Para analis sering menyimpulkan meningkatnya data penjualan retail akan ikut menyumbang kenaikan GDP yang pada akhirnya akan memperkuat nilai tukar mata uang. Kekurangan dari data ini antara lain tidak menyebutkan bagaimana konsumen membeli barang-barang tersebut, misalnya apakah konsumen mendapatkan barang tersebut dengan berhutang atau dengan dana yang diperoleh dari pinjaman. Jika sebagian besar konsumen membayar dengan kredit, atau dengan uang hasil pinjaman, maka potensi kredit macet bisa saja terjadi dan menimbulkan masalah ekonomi lainnya. Namun demikian pada umumnya meningkatnya data penjualan retail akan berdampak positif pada perekonomian.
5. Building Permits
Building Permits atau ijin pekerjaan konstruksi dan pembangunan perumahan baru menunjukkan prediksi ketersediaan bangunan atau real estate untuk waktu yang akan datang. Bertambahnya jumlah Building Permits mengindikasikan tumbuhnya industri konstruksi yang tentunya akan diikuti oleh pertambahan tenaga kerja dan meningkatnya pendapatan perusahaan konstruksi dan perumahan, yang juga akan menyumbang kenaikan angka GDP.
Namun demikian, seperti halnya level persediaan barang (inventory level), jika makin banyak rumah baru yang dibangun hingga melebihi kebutuhan konsumen, maka level pasokan rumah akan lebih besar dari permintaan pasar yang mengakibatkan merosotnya harga. Pada gilirannya tidak hanya perumahan baru yang harganya merosot tetapi juga perumahan atau bangunan yang sudah eksis.
6. Pasar perumahan (Housing market)

Informasi yang Ditampilkan →
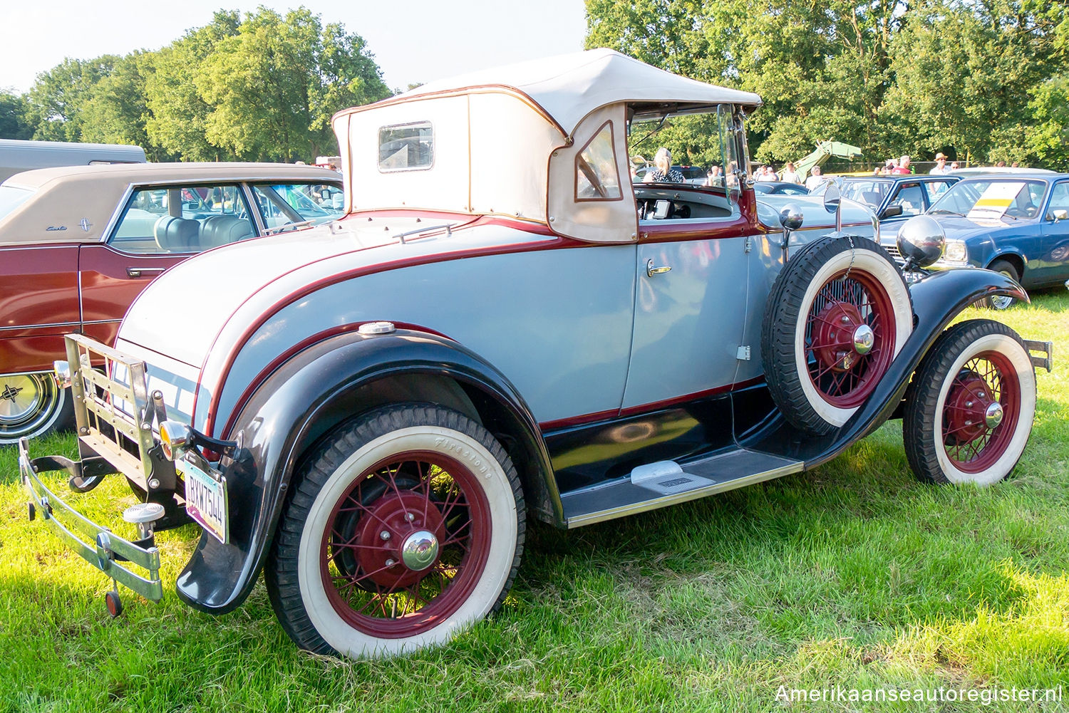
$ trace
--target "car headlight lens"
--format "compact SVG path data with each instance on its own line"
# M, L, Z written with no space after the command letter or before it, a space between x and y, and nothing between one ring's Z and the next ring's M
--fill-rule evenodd
M969 262L969 250L965 249L965 244L960 241L947 241L943 259L947 262Z
M168 461L181 458L182 451L189 446L191 429L180 421L164 421L159 424L159 445Z

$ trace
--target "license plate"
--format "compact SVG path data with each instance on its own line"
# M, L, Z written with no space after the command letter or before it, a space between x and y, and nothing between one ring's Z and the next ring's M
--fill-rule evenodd
M227 544L227 479L216 480L185 460L175 461L174 468L186 481L186 513Z

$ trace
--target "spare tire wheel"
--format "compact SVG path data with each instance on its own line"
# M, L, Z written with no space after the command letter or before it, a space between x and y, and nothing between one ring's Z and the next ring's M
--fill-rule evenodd
M853 416L913 329L890 255L866 237L824 237L795 253L764 308L769 391L797 429L826 434Z

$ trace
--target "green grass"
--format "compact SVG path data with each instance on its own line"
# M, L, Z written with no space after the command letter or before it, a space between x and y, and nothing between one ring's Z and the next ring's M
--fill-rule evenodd
M1065 292L1003 320L1069 345ZM1069 688L1067 354L1038 374L1035 431L1004 483L918 483L892 422L812 472L571 532L536 526L498 616L389 662L297 651L262 585L223 617L181 604L191 527L159 536L164 601L126 592L110 619L108 583L27 522L0 449L0 711L972 711L776 692ZM113 480L71 499L114 522L133 496Z

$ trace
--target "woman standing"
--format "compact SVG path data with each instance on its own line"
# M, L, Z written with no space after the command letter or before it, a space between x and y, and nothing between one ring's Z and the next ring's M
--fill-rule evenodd
M683 174L671 167L670 151L664 146L657 149L653 170L646 172L642 183L683 183Z

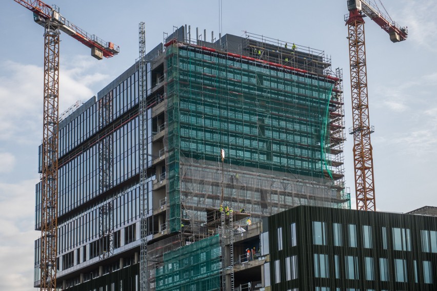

Instruksi Kerja →
1 > Menurut kutipan dokumen, apa saja yang disebut menyertai bertambahnya jumlah Building Permits? Sebutkan semuanya.
2 > Gantilah "trace" dengan "segment" pada bagian entri mulai dari awal entri sampai baris yang memuat "M853 416L913 329L890", tanpa mengubah hal lain. Tuliskan ulang bagian itu saja dan jangan sertakan gambarnya.

Jawaban yang Diberikan →
1 >
- tumbuhnya industri konstruksi
- pertambahan tenaga kerja
- meningkatnya pendapatan perusahaan konstruksi dan perumahan
- kenaikan angka GDP

2 >
$ segment
--target "car headlight lens"
--format "compact SVG path data with each instance on its own line"
# M, L, Z written with no space after the command letter or before it, a space between x and y, and nothing between one ring's Z and the next ring's M
--fill-rule evenodd
M969 262L969 250L965 249L965 244L960 241L947 241L943 259L947 262Z
M168 461L181 458L182 451L189 446L191 429L180 421L164 421L159 424L159 445Z

$ segment
--target "license plate"
--format "compact SVG path data with each instance on its own line"
# M, L, Z written with no space after the command letter or before it, a space between x and y, and nothing between one ring's Z and the next ring's M
--fill-rule evenodd
M227 544L227 479L216 480L185 460L175 461L174 468L186 481L186 513Z

$ segment
--target "spare tire wheel"
--format "compact SVG path data with each instance on its own line"
# M, L, Z written with no space after the command letter or before it, a space between x and y, and nothing between one ring's Z and the next ring's M
--fill-rule evenodd
M853 416L913 329L890 255L866 237L824 237L795 253L764 308L769 391L797 429L826 434Z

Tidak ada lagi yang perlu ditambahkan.